▶ _Supplied records_:
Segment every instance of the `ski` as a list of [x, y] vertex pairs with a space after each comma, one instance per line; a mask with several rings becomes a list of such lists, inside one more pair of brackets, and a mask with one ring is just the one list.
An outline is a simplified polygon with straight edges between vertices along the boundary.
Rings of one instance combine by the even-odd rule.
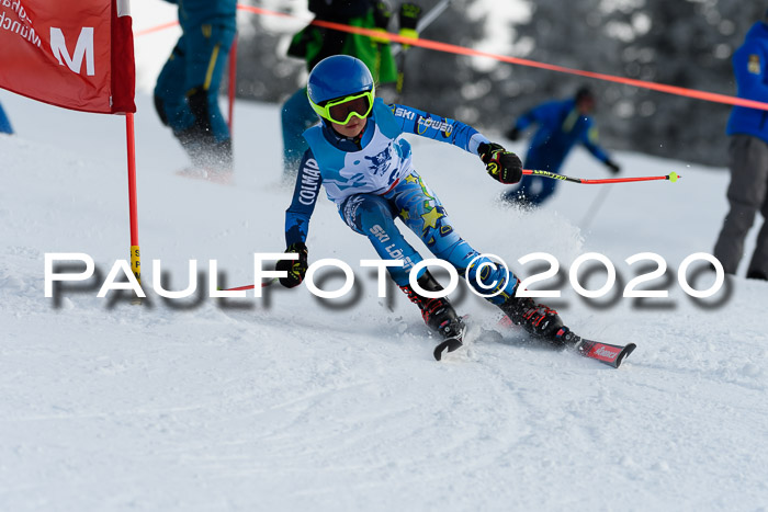
[[637, 348], [634, 343], [625, 345], [611, 345], [599, 341], [579, 339], [576, 350], [579, 355], [597, 360], [609, 366], [618, 368], [621, 363]]
[[[497, 322], [497, 327], [499, 328], [511, 329], [512, 326], [512, 321], [507, 316], [501, 317]], [[602, 343], [601, 341], [587, 340], [573, 331], [568, 332], [565, 338], [565, 343], [561, 346], [575, 351], [584, 357], [599, 361], [613, 368], [618, 368], [637, 348], [634, 343], [613, 345], [610, 343]]]

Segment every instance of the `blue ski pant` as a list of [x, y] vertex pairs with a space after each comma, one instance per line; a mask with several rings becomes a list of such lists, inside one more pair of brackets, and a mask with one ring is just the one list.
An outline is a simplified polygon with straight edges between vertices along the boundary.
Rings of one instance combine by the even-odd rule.
[[155, 99], [174, 134], [201, 126], [215, 143], [228, 140], [229, 127], [218, 106], [218, 90], [235, 29], [203, 24], [185, 30], [160, 71]]
[[383, 260], [403, 260], [404, 266], [387, 269], [398, 286], [408, 284], [410, 270], [423, 258], [405, 240], [395, 218], [418, 235], [434, 257], [449, 262], [460, 275], [466, 275], [470, 285], [486, 298], [500, 292], [487, 298], [490, 303], [500, 305], [515, 294], [517, 277], [498, 263], [495, 270], [484, 265], [492, 260], [459, 236], [440, 200], [415, 171], [383, 195], [348, 197], [339, 206], [339, 214], [350, 228], [368, 237]]

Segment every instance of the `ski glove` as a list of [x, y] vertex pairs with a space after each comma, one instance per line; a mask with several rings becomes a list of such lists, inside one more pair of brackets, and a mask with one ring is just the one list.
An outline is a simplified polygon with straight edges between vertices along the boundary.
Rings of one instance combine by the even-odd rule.
[[477, 148], [485, 169], [496, 181], [504, 184], [517, 183], [522, 178], [522, 162], [517, 155], [507, 151], [500, 144], [483, 143]]
[[291, 243], [285, 252], [298, 253], [298, 260], [280, 260], [274, 270], [287, 272], [286, 277], [280, 277], [280, 284], [293, 288], [302, 284], [307, 273], [307, 247], [303, 242]]

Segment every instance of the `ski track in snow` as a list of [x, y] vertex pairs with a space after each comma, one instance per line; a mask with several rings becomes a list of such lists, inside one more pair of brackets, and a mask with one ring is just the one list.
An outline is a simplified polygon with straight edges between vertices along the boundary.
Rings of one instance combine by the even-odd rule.
[[[515, 332], [501, 343], [481, 337], [436, 363], [434, 340], [400, 333], [418, 323], [415, 307], [392, 287], [395, 310], [381, 306], [375, 282], [357, 268], [372, 249], [325, 200], [309, 258], [352, 264], [361, 285], [352, 306], [328, 307], [304, 286], [190, 307], [151, 291], [153, 259], [162, 260], [168, 287], [181, 289], [190, 259], [203, 273], [218, 260], [239, 285], [252, 282], [255, 252], [283, 250], [291, 191], [280, 185], [273, 105], [238, 104], [237, 182], [222, 186], [173, 174], [184, 156], [139, 98], [149, 298], [143, 307], [114, 293], [100, 299], [92, 282], [69, 285], [58, 304], [45, 298], [47, 252], [86, 252], [102, 277], [127, 258], [122, 118], [0, 99], [20, 134], [0, 136], [0, 509], [768, 507], [768, 286], [736, 277], [731, 299], [707, 309], [676, 282], [685, 257], [711, 250], [726, 173], [620, 153], [626, 174], [684, 179], [613, 185], [581, 230], [597, 187], [563, 183], [537, 213], [506, 208], [476, 158], [411, 138], [417, 170], [479, 250], [513, 268], [550, 252], [566, 271], [578, 255], [602, 252], [624, 284], [632, 274], [623, 260], [653, 251], [673, 276], [670, 298], [656, 308], [630, 299], [598, 308], [567, 278], [560, 288], [576, 332], [637, 343], [618, 371]], [[564, 172], [603, 177], [580, 150]], [[494, 308], [459, 295], [462, 312], [494, 326]]]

▶ _Written request_: Report every line of the records above that contains the string "list", copying each such line in full. Case counts.

▶ _Response for this exercise_:
Segment every instance of the `ski` as a list of [x, y] vertex pairs with a space after each comma, one instance per line; a mask with several rings becomes a list of such lists, inside one more pair of brackets, and a mask with one ring is just the one list.
Segment every instance of the `blue ski pant` as a list of [x, y] vertex pairs with a space after each comma, one instance per line; a mask with several rings becomes a list of such lists, inside one more pair of brackets, and a mask with one ring is just the one list.
Segment every instance of the `ski glove` as a list of [x, y] vertex pairs with a space after each comma, one instance per line; a mask with several rings becomes a list of such lists, inside one more pair of brackets, and a mask with one ring is just the one list.
Segment every instance of the `ski track in snow` as a list of [x, y] vertex pairs with a space after each comma, one instance per line; a mask with several rings becomes a list of such lists, inside one more pair of brackets, and a mask with one ring is just the one list.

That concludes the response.